» **TASK DIRECTIONS**
Find the line containing "Where can the small" in the data below, then output that line and each one after it exactly, with nothing else.

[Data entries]

- - - - - - -

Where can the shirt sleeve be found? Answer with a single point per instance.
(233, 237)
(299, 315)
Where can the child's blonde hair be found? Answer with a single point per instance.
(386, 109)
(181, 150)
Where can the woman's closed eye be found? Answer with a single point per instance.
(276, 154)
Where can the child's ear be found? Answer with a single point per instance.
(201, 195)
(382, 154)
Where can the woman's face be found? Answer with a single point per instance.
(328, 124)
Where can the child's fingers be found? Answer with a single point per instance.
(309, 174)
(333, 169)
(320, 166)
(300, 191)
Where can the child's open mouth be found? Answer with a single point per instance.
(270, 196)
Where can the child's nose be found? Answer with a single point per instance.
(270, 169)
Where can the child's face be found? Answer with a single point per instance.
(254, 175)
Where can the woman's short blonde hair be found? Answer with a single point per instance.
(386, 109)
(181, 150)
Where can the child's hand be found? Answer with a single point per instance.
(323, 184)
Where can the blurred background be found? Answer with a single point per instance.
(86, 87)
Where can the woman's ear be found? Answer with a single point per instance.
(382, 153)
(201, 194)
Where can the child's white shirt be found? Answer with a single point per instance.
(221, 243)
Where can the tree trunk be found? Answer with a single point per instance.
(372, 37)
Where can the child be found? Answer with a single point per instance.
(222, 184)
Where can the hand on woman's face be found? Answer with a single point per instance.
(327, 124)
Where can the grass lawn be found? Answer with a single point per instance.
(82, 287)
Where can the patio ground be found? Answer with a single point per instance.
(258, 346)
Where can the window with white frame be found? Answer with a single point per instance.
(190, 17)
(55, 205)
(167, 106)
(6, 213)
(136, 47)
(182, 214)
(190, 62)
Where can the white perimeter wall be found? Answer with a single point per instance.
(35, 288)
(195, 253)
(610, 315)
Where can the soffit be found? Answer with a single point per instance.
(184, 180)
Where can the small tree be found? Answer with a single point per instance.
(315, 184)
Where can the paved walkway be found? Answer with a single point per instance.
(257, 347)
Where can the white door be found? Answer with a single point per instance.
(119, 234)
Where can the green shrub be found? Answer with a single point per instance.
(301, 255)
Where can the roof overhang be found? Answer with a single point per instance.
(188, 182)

- - - - - - -

» **REPLY TO THE TASK**
Where can the small tree be found? Answer with a single point per instance.
(315, 184)
Where can the paved walkway be found? Answer with a single point per instance.
(257, 347)
Where can the white door be found? Answer with a single point per instance.
(119, 234)
Where can the green shrub be found? Answer with a single point per instance.
(301, 255)
Where can the roof overhang be found? Answer with a single point per instance.
(188, 182)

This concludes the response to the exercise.